Exercise task A ->
In the reflection on choices and consequences, how did news of her death reach her father and son?

Extract provided ->
She had struggled with drugs off and on for many years and even had her son taken away due to the troubles. She didn't keep in contact much with her family, and news of her death was only passed to her father and son through the grapevine.
Although your first instinct might be to think that she made bad choices, and that's where it led her, it's also heartbreaking to think that I'm no better. I make bad choices. I'm just blessed that I have family members and friends who keep me on the straight and narrow. I have people to tell me when I mess up. Most of all, I have the Holy Spirit inside me to convict me when I do something wrong.
Without the Holy Spirit in me, I know that my first priority would be my own happiness. If I wasn't feeling happy, I would try to get that feeling in the quickest, easiest way. For many people, the answer is drugs, alcohol, sex, food. Consequences be damned, you just want to do what feels good in the moment.
Thanks to a convicting spirit inside me, I notice - most of the time - when my selfish tendencies start creeping up. Then I try to think of the people around me instead of myself. I hope that someday it will become a habit and I will no longer have to think about putting others before myself. For now though, I'm a work in progress.
People have to remember that choices have consequences. The bad might not hit right away. It might seem OK to "have some fun" when you're not getting caught. However, if you're walking down the wrong path, you will probably end up in a forest deeper and darker than you expected.
God is right there, waiting for you to turn to him and let him lead you to a much better place where your own selfish desires don't get in the way.

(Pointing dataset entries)
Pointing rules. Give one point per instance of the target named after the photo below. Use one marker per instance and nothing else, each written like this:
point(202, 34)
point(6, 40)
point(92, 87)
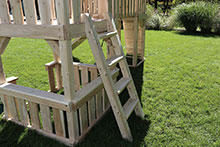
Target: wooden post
point(76, 11)
point(102, 7)
point(67, 68)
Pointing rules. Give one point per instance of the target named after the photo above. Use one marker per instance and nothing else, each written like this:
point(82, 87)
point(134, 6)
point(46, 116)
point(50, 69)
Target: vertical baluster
point(92, 109)
point(76, 11)
point(30, 11)
point(17, 12)
point(67, 69)
point(83, 110)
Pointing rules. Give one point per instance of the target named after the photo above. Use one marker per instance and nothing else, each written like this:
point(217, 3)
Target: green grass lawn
point(179, 86)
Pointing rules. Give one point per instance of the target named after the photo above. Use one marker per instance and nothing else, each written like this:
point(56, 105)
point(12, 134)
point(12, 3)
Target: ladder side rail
point(105, 75)
point(125, 69)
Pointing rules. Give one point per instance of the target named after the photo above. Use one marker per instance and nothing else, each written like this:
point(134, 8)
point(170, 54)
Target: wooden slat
point(46, 118)
point(3, 44)
point(17, 13)
point(77, 42)
point(135, 47)
point(51, 79)
point(127, 8)
point(54, 32)
point(89, 90)
point(67, 69)
point(18, 18)
point(129, 107)
point(83, 110)
point(23, 112)
point(12, 107)
point(125, 70)
point(53, 9)
point(37, 96)
point(59, 127)
point(122, 84)
point(133, 7)
point(45, 11)
point(91, 103)
point(2, 74)
point(112, 61)
point(30, 11)
point(5, 19)
point(106, 78)
point(106, 35)
point(96, 6)
point(76, 11)
point(6, 107)
point(54, 44)
point(130, 7)
point(34, 113)
point(99, 100)
point(4, 12)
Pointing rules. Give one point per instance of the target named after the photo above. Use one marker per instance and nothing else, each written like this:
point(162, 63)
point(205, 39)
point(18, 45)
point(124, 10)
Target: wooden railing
point(48, 112)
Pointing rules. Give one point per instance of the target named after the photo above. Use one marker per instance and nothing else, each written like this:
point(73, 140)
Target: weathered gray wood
point(107, 80)
point(67, 68)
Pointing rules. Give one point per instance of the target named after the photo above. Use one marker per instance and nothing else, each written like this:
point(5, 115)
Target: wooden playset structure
point(89, 90)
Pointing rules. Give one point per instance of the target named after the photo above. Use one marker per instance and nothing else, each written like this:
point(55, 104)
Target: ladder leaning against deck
point(113, 90)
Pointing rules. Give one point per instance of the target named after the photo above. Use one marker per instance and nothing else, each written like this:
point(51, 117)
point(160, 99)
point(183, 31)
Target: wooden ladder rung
point(114, 60)
point(122, 84)
point(106, 35)
point(129, 107)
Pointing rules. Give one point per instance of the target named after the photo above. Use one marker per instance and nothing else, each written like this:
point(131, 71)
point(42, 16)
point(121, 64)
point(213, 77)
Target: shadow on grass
point(105, 133)
point(198, 34)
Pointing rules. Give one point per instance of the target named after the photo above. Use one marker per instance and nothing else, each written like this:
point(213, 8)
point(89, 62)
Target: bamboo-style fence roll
point(129, 28)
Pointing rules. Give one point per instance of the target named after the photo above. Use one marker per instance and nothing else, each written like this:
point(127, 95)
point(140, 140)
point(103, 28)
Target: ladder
point(113, 89)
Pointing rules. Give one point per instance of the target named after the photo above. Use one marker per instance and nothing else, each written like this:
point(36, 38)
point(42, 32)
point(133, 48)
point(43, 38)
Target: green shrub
point(157, 21)
point(197, 14)
point(154, 23)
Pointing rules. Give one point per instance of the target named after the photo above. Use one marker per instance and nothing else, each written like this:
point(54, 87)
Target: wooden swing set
point(89, 90)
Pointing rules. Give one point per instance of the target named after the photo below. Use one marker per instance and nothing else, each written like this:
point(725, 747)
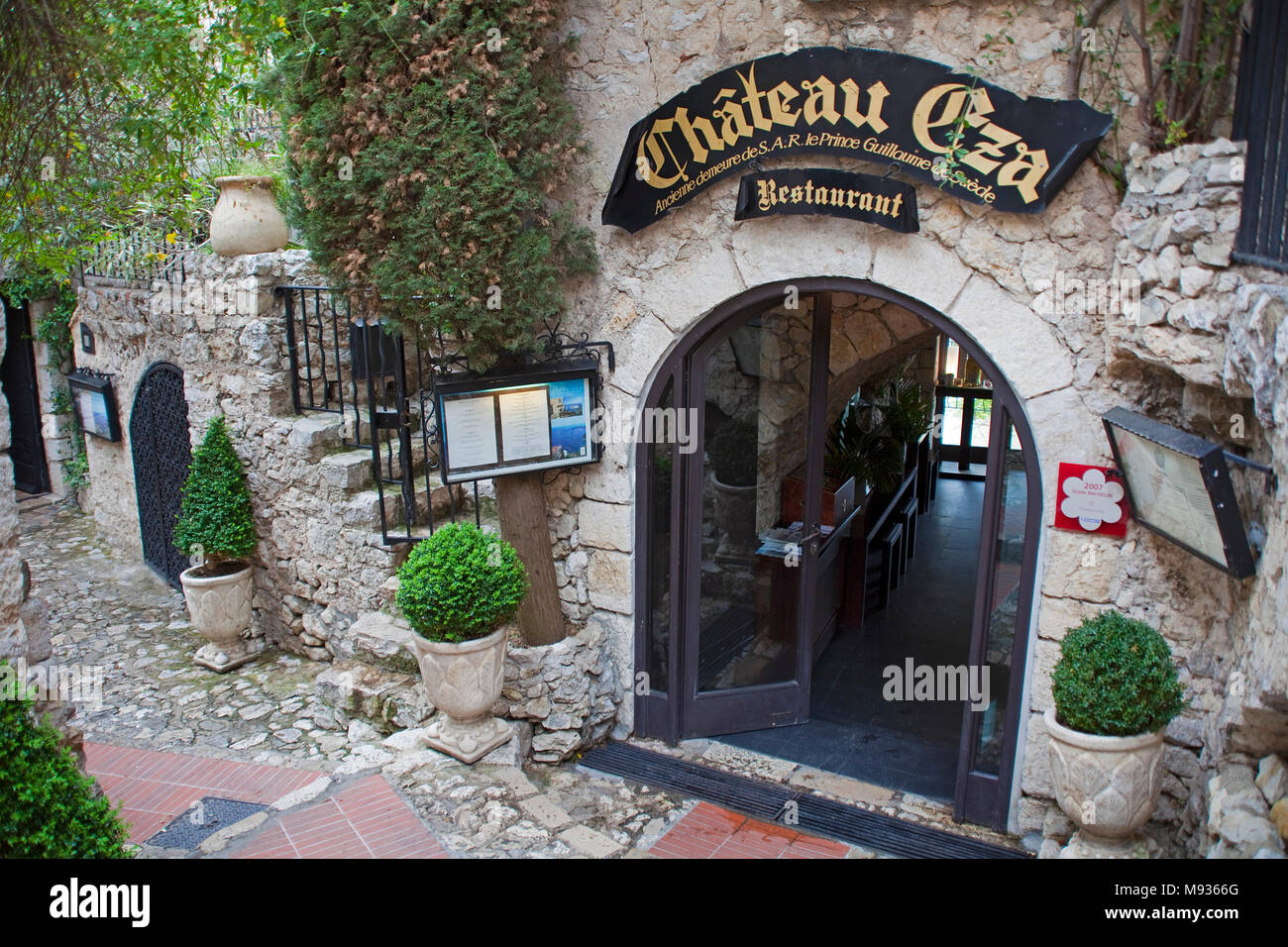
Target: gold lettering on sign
point(947, 115)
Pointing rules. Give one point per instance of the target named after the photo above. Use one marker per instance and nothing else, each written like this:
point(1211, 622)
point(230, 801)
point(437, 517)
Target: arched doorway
point(161, 450)
point(752, 567)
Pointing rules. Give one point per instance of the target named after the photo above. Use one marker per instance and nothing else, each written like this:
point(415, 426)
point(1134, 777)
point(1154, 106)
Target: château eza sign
point(825, 191)
point(863, 103)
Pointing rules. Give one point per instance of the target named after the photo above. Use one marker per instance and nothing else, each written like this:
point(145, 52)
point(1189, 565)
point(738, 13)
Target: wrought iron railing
point(1261, 118)
point(381, 386)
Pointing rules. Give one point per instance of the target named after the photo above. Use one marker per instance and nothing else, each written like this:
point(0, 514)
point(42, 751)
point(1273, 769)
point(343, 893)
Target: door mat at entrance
point(204, 819)
point(767, 801)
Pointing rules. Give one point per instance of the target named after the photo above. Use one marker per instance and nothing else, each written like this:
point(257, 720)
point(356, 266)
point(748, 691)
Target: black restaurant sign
point(825, 191)
point(863, 103)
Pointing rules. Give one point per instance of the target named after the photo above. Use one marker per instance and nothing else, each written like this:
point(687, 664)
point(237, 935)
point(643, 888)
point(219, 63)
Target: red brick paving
point(708, 831)
point(366, 819)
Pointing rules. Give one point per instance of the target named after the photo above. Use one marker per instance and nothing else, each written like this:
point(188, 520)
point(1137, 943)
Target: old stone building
point(748, 320)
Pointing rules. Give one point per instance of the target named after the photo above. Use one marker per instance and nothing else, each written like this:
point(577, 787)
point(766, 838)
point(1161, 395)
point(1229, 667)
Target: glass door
point(760, 389)
point(1008, 539)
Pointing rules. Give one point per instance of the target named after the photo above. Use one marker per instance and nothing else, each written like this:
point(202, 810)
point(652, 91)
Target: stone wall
point(997, 277)
point(321, 556)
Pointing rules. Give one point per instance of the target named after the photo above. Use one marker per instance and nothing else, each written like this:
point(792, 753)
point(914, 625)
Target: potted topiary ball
point(459, 589)
point(217, 528)
point(1116, 689)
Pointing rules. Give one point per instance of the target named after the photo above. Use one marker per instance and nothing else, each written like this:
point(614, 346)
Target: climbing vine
point(425, 142)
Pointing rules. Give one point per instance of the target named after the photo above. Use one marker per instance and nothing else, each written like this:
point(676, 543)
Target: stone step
point(380, 641)
point(385, 699)
point(347, 470)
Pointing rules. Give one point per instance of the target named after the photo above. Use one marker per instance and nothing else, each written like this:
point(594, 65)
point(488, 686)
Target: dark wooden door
point(27, 450)
point(159, 441)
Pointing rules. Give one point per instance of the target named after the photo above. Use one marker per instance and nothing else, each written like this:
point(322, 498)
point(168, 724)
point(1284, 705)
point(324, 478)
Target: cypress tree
point(217, 514)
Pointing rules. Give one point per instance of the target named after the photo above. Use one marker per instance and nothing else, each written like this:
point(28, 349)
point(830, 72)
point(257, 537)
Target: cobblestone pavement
point(110, 612)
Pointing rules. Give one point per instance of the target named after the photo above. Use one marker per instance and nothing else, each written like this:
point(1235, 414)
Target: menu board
point(514, 425)
point(1179, 486)
point(1170, 493)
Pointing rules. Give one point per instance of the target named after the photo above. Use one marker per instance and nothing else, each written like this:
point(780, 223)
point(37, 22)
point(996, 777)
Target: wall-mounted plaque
point(1091, 499)
point(535, 420)
point(862, 103)
point(881, 201)
point(1179, 486)
point(94, 402)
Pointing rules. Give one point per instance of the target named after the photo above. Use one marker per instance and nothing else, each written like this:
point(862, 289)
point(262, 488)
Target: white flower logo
point(1091, 500)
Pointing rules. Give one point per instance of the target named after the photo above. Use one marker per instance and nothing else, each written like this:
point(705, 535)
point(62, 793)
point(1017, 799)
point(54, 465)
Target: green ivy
point(1116, 678)
point(460, 583)
point(48, 808)
point(425, 141)
point(217, 512)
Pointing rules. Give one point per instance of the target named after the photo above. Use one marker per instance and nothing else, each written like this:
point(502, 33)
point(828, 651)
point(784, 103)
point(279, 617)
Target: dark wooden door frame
point(149, 459)
point(26, 433)
point(658, 714)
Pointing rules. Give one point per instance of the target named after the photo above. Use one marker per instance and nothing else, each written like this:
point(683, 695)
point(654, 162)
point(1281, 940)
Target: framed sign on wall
point(94, 401)
point(533, 420)
point(1179, 486)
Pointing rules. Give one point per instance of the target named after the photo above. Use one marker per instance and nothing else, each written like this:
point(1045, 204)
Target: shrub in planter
point(1115, 690)
point(48, 808)
point(217, 525)
point(458, 589)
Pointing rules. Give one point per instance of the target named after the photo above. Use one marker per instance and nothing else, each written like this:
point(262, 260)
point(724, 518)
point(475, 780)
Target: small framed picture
point(94, 401)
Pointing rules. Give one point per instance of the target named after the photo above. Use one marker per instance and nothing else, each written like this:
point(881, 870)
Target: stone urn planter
point(220, 609)
point(1108, 787)
point(1115, 689)
point(459, 590)
point(735, 515)
point(246, 218)
point(463, 681)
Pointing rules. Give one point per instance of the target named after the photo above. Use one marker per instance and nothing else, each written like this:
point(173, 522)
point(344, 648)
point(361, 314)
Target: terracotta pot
point(246, 218)
point(1108, 787)
point(220, 609)
point(463, 681)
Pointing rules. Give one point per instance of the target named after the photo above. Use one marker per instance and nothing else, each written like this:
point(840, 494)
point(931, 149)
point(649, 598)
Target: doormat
point(202, 819)
point(771, 802)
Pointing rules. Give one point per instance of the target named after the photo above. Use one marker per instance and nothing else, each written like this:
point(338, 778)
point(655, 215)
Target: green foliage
point(217, 512)
point(861, 445)
point(108, 108)
point(425, 141)
point(732, 451)
point(906, 407)
point(48, 808)
point(460, 583)
point(76, 470)
point(1116, 678)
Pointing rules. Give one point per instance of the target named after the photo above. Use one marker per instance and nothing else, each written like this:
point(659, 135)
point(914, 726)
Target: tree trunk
point(522, 508)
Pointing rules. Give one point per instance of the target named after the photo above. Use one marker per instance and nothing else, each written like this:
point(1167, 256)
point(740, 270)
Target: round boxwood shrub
point(460, 583)
point(48, 808)
point(217, 515)
point(1116, 678)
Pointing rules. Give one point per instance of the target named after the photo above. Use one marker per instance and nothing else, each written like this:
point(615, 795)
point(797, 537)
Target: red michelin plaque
point(1091, 499)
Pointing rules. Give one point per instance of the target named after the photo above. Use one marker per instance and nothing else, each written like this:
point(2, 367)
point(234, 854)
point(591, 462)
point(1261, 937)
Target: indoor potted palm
point(861, 445)
point(217, 528)
point(459, 589)
point(1116, 689)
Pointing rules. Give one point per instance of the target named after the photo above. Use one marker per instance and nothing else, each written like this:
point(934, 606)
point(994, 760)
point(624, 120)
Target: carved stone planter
point(246, 218)
point(220, 609)
point(1108, 787)
point(464, 681)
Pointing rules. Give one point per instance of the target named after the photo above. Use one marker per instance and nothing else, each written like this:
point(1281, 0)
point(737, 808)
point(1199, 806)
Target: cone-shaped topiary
point(217, 518)
point(460, 583)
point(1116, 678)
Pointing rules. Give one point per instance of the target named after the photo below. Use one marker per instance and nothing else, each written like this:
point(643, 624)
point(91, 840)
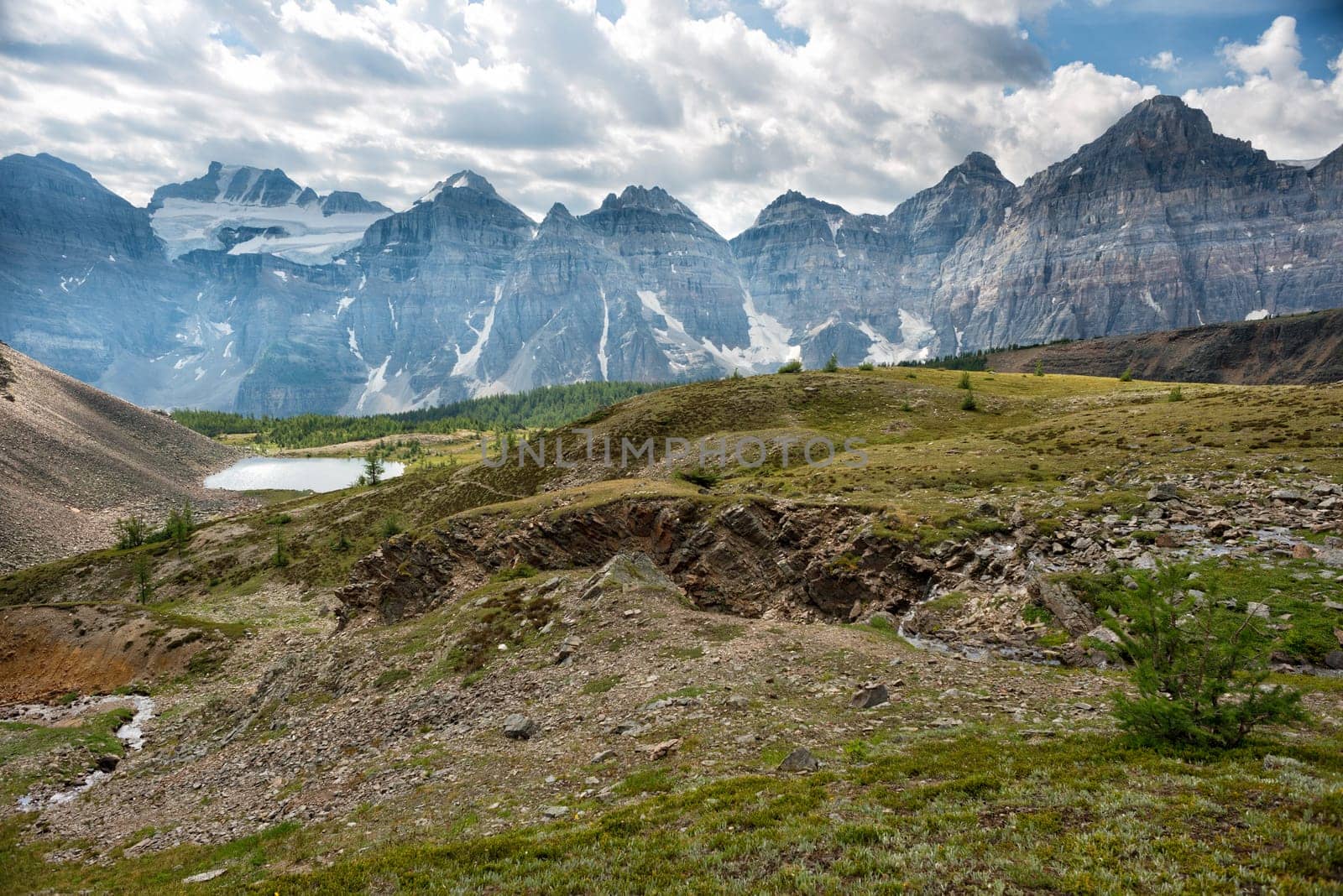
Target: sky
point(725, 103)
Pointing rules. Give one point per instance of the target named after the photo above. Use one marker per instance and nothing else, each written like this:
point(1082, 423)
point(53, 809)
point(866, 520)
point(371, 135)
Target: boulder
point(1163, 491)
point(870, 695)
point(799, 759)
point(519, 727)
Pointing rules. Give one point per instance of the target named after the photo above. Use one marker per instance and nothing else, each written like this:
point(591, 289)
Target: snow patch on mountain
point(915, 345)
point(300, 233)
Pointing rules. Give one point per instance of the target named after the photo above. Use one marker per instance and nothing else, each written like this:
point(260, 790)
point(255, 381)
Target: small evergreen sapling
point(1199, 669)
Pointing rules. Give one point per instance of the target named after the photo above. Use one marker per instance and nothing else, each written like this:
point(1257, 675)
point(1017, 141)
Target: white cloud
point(1165, 60)
point(1275, 103)
point(555, 102)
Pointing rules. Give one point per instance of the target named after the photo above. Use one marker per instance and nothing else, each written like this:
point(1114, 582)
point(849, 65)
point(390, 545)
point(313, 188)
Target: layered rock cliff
point(245, 290)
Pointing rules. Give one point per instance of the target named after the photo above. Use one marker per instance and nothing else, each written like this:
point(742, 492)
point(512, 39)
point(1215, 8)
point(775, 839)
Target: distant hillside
point(1300, 349)
point(74, 459)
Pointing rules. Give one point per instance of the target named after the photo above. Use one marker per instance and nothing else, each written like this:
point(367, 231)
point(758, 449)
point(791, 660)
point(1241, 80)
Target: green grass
point(601, 685)
point(33, 753)
point(1287, 586)
point(969, 813)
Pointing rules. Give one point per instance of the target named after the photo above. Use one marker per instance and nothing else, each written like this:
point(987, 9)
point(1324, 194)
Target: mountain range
point(243, 290)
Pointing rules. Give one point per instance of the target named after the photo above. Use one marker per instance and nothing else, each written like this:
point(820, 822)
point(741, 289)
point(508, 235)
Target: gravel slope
point(73, 459)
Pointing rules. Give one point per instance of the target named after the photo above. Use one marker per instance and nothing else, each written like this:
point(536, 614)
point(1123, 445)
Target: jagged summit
point(245, 210)
point(1158, 223)
point(1162, 143)
point(239, 185)
point(641, 196)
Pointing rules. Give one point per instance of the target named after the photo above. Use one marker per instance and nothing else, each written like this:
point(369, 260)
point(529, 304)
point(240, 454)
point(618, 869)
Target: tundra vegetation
point(369, 683)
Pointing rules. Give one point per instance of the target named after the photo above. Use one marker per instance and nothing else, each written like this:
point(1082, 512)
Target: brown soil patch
point(49, 651)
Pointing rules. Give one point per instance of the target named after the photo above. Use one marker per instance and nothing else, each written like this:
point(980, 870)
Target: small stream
point(132, 734)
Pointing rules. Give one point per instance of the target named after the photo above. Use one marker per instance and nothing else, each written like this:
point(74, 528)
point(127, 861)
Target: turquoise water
point(299, 474)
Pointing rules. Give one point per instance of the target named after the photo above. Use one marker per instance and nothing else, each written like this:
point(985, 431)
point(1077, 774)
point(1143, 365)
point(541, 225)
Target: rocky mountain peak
point(462, 180)
point(980, 167)
point(1163, 143)
point(347, 201)
point(1165, 121)
point(792, 206)
point(656, 199)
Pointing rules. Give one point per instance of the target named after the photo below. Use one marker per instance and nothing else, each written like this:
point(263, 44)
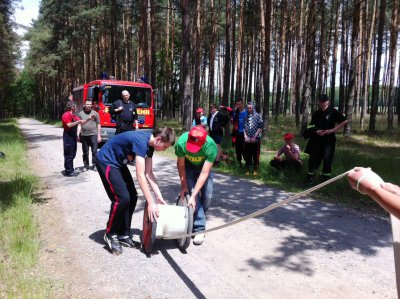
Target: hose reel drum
point(172, 221)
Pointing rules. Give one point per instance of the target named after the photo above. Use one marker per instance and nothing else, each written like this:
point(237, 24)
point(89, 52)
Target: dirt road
point(305, 250)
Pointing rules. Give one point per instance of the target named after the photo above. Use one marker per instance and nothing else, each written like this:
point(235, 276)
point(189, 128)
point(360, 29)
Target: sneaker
point(74, 173)
point(112, 243)
point(129, 242)
point(198, 239)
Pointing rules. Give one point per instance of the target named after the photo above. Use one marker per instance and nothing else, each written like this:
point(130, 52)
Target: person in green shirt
point(196, 153)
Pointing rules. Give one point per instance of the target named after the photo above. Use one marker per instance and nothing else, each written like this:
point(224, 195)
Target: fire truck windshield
point(140, 96)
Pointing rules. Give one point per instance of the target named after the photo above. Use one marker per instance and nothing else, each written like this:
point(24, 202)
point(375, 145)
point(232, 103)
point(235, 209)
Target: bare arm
point(205, 171)
point(387, 195)
point(75, 123)
point(182, 175)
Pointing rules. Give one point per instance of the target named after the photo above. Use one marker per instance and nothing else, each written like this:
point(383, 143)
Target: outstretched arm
point(387, 195)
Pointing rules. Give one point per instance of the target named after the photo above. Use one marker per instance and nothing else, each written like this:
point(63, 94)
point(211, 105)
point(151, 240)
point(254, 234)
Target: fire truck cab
point(106, 92)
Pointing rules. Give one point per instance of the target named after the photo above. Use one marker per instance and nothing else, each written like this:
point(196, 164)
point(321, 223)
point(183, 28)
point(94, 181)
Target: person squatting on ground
point(125, 112)
point(387, 195)
point(253, 125)
point(89, 134)
point(291, 151)
point(217, 120)
point(119, 185)
point(321, 145)
point(200, 119)
point(238, 130)
point(196, 153)
point(70, 137)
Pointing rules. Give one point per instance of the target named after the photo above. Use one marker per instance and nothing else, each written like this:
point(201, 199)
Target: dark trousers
point(121, 190)
point(252, 154)
point(324, 152)
point(286, 163)
point(89, 141)
point(239, 147)
point(70, 146)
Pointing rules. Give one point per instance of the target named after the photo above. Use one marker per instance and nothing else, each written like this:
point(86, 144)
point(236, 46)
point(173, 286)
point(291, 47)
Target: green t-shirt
point(208, 151)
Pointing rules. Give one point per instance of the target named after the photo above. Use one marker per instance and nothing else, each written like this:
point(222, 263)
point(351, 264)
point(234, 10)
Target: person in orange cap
point(291, 151)
point(196, 152)
point(200, 119)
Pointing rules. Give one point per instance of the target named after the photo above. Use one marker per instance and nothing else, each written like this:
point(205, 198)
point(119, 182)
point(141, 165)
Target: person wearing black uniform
point(216, 122)
point(125, 112)
point(321, 132)
point(118, 183)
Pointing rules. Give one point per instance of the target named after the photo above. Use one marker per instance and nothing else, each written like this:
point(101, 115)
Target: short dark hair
point(323, 98)
point(69, 105)
point(167, 135)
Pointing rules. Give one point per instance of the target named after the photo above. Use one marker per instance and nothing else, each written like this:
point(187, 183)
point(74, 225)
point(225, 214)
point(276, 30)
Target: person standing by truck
point(125, 112)
point(89, 134)
point(118, 183)
point(70, 137)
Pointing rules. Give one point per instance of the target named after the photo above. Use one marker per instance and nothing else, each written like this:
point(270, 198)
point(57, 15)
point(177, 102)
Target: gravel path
point(307, 249)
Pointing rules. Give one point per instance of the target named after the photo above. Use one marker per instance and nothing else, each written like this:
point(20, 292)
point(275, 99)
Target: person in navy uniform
point(125, 112)
point(321, 133)
point(70, 137)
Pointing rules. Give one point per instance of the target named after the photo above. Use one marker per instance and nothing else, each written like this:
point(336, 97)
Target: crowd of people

Exercise task B ->
Can you arrange the entries as a JSON list of strings, one string per line, from their first line through the line with "point(125, 69)" inclusive? Skip blank lines and leave out the pictures.

Correct result A ->
Through the grapevine.

Correct result B ->
[
  "Pointing rules. Give one point per instance of the target named after the photo below. Use one marker per instance and nothing else, each written like this:",
  "point(202, 34)",
  "point(6, 40)",
  "point(92, 87)",
  "Target: wooden post",
  "point(76, 11)",
  "point(102, 7)",
  "point(67, 68)",
  "Pointing rules. Give one point per instance of the target named after the photo above. Use one marker per instance and nothing else, each written like this:",
  "point(82, 87)",
  "point(134, 6)",
  "point(46, 116)",
  "point(50, 69)",
  "Target: vertical baluster",
  "point(92, 109)",
  "point(76, 11)",
  "point(30, 11)",
  "point(17, 12)",
  "point(67, 69)",
  "point(83, 110)",
  "Pointing rules. Give one point per instance of the target named after the photo above. Use one marker per instance and nothing else, each written like this:",
  "point(217, 3)",
  "Target: green grass lawn",
  "point(179, 86)",
  "Pointing rules. Give one point per instance of the target named after the photo above. Use one marker per instance and nothing else, each written like this:",
  "point(56, 105)",
  "point(12, 134)",
  "point(12, 3)",
  "Target: ladder side rail",
  "point(105, 75)",
  "point(125, 69)"
]